INSTRUCCIONES: Reúne todas las filas de abajo que contengan la palabra "flag" y cópialas.

##############################

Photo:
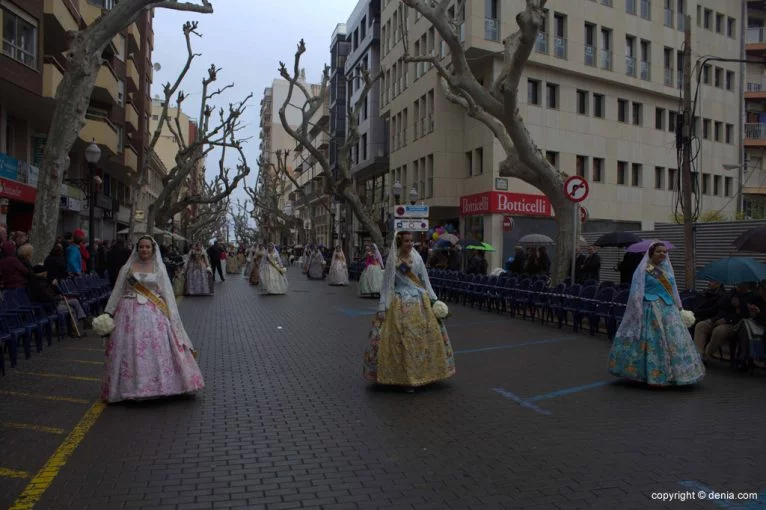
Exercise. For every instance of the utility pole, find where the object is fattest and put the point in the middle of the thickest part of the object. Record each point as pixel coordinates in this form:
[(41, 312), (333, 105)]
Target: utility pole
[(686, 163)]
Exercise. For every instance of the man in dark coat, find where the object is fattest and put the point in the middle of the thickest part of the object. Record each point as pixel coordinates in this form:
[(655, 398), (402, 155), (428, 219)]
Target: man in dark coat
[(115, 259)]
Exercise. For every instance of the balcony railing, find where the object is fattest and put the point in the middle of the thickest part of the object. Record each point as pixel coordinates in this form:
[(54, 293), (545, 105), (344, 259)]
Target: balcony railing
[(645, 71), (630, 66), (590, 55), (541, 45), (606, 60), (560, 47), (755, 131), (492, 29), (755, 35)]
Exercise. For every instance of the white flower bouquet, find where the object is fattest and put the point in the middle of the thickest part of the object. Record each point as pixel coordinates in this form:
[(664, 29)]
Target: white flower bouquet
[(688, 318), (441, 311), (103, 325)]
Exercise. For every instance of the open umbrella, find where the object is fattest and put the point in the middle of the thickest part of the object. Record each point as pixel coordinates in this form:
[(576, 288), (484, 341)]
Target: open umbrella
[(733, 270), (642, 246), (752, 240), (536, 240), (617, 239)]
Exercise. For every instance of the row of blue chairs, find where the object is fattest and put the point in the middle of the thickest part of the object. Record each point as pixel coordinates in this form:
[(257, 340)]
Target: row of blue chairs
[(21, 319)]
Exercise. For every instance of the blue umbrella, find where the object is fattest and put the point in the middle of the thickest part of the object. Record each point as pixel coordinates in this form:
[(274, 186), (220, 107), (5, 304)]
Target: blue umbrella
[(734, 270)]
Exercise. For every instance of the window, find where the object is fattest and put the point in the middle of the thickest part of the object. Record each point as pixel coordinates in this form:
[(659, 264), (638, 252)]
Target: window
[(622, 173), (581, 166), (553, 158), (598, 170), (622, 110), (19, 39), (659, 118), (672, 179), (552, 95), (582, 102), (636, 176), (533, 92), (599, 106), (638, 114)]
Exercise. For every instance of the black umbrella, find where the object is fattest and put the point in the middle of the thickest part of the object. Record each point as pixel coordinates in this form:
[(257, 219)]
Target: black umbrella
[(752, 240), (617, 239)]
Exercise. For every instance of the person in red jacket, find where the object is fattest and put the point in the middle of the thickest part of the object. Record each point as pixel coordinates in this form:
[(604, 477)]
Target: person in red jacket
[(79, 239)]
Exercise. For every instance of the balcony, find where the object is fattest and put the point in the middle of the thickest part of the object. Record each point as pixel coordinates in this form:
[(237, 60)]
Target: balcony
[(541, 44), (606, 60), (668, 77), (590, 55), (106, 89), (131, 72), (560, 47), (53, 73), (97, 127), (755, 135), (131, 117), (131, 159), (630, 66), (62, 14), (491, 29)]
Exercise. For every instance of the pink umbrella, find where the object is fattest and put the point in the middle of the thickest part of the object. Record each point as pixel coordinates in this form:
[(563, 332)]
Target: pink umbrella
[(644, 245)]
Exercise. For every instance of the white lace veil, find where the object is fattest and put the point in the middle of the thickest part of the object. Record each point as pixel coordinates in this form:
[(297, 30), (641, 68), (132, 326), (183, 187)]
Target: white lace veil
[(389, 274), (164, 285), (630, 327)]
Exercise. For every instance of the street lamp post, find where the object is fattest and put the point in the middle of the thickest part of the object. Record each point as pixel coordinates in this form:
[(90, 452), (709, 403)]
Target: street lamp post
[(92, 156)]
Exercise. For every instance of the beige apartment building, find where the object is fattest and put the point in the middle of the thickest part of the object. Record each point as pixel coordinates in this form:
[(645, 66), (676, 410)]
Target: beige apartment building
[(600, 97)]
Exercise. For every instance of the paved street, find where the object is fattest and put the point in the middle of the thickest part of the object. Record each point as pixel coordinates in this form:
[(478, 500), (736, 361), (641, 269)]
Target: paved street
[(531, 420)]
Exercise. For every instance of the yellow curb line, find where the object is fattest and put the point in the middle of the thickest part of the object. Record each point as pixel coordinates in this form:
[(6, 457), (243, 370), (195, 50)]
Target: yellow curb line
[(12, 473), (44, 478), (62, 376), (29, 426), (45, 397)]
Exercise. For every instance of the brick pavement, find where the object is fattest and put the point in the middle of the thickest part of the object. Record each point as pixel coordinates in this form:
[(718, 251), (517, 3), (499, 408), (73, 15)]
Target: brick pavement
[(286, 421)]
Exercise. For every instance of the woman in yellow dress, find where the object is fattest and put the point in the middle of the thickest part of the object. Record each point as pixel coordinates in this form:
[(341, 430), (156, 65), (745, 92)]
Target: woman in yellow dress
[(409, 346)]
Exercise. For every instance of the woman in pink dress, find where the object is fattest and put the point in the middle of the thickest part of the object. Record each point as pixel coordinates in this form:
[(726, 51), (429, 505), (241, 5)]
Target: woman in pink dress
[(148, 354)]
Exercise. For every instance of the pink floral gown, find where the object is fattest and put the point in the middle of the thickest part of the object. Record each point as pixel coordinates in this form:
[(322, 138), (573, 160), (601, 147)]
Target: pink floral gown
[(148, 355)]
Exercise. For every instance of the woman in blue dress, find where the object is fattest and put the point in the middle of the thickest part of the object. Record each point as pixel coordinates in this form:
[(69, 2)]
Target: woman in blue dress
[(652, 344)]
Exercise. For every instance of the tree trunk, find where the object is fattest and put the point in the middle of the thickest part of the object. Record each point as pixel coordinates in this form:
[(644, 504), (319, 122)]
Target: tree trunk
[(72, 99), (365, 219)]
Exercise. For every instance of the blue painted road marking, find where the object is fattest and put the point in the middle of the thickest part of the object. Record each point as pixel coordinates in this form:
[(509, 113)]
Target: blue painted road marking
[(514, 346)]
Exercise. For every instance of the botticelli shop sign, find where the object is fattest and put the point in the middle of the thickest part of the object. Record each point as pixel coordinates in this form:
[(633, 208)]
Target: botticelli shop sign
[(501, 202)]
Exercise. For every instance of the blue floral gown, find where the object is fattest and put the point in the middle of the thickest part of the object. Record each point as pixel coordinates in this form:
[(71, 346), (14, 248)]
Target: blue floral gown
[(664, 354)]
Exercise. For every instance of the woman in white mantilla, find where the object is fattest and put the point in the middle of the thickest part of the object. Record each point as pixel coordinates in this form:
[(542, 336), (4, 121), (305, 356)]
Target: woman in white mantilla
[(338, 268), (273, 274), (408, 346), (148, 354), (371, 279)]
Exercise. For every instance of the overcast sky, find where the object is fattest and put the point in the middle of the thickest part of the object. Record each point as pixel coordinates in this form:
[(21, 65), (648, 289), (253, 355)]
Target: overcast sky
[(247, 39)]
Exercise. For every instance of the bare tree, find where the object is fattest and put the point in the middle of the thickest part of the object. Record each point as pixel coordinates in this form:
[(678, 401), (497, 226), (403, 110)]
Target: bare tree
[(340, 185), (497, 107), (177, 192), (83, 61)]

##############################

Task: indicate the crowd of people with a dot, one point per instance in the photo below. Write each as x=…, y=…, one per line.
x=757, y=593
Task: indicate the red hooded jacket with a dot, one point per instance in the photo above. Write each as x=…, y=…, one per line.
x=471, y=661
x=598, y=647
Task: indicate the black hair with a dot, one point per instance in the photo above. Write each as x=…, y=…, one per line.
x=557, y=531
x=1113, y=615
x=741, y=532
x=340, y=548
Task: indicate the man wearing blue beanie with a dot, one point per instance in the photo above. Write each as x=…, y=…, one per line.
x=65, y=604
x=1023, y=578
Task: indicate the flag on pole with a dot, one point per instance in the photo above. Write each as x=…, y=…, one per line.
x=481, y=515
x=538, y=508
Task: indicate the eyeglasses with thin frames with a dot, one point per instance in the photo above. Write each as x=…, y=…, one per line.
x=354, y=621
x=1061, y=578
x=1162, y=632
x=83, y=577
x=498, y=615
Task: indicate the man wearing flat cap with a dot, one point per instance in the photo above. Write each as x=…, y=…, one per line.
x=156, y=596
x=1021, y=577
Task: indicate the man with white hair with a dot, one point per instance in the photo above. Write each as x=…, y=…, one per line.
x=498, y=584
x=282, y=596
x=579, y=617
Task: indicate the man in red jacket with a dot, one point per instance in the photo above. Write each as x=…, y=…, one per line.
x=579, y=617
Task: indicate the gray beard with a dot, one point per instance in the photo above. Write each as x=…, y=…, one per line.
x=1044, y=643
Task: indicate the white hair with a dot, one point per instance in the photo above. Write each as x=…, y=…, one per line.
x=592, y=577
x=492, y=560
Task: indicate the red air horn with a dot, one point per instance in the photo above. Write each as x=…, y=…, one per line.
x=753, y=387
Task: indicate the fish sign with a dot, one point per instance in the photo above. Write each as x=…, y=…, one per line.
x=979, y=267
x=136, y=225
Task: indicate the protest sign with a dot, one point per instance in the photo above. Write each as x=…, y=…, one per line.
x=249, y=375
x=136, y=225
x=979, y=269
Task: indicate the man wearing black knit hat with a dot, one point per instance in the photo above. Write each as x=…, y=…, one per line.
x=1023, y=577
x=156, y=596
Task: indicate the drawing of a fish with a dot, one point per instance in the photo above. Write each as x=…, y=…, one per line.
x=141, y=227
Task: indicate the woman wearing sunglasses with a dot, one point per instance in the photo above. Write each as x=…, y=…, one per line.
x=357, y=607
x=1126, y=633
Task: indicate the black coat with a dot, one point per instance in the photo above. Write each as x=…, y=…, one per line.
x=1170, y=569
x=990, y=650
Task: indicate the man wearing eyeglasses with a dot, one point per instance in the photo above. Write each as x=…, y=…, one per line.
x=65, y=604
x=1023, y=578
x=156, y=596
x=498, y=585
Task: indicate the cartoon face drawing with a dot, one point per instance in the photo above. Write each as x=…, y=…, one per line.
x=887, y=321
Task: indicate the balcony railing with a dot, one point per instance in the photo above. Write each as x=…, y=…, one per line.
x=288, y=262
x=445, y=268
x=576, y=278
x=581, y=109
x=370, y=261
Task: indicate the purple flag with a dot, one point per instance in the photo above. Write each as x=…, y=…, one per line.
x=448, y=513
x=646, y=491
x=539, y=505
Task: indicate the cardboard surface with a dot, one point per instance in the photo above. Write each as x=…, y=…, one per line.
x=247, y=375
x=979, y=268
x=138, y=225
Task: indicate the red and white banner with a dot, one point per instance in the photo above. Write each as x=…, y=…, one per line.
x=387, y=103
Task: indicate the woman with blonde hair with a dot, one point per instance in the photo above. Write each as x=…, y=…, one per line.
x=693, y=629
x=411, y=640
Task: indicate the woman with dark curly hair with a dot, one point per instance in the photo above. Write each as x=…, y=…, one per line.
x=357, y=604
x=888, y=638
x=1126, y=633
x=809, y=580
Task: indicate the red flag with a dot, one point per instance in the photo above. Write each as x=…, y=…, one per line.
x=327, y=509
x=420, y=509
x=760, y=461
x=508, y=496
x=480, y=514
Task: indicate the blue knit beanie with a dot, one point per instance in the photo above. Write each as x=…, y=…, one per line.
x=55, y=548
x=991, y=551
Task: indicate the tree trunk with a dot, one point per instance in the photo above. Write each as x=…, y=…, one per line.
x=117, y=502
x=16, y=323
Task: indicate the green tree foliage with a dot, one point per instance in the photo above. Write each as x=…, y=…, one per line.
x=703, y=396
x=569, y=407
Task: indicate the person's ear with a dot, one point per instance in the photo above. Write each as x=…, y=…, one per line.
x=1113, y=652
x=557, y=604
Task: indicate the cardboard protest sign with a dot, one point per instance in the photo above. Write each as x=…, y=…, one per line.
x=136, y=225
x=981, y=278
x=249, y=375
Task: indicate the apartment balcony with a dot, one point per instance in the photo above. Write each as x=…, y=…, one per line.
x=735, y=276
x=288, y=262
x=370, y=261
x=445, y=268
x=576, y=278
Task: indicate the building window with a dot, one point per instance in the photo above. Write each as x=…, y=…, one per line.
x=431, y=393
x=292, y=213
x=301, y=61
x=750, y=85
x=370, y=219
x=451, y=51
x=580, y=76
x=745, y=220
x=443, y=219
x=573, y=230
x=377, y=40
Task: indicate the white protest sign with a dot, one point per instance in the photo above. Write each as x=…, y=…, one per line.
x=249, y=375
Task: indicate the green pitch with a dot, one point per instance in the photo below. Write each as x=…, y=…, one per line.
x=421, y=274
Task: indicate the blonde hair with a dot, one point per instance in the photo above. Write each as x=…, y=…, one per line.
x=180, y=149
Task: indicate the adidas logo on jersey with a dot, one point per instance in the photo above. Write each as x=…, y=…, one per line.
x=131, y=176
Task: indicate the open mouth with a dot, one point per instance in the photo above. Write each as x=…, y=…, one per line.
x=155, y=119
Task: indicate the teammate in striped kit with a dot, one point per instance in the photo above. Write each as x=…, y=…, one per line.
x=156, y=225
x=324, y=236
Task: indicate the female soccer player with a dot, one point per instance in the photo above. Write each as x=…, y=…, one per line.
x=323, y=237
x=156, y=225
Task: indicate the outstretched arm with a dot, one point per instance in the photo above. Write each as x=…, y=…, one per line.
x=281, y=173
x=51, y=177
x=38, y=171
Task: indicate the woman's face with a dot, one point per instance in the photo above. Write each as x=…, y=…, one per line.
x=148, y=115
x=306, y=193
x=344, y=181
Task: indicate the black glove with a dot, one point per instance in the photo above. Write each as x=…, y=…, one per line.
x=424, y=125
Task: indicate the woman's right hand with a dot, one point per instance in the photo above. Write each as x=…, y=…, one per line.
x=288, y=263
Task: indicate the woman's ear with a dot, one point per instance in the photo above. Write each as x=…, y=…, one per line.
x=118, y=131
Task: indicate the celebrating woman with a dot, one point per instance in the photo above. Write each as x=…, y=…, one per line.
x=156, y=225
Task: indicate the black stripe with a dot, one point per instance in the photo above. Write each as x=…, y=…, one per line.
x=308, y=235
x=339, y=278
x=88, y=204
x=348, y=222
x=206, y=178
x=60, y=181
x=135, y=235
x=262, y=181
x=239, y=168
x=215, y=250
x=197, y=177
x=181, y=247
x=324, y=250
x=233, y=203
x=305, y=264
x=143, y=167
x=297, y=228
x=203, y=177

##############################

RESPUESTA:
Task: indicate the flag on pole with a dot, one point per instance in the photo above. Write each as x=…, y=…, one per line.
Task: indicate the purple flag with a dot, one point per instance in the photo above. Write each as x=…, y=…, one per line.
Task: indicate the red flag with a dot, one point per instance in the photo above. Write each as x=…, y=…, one per line.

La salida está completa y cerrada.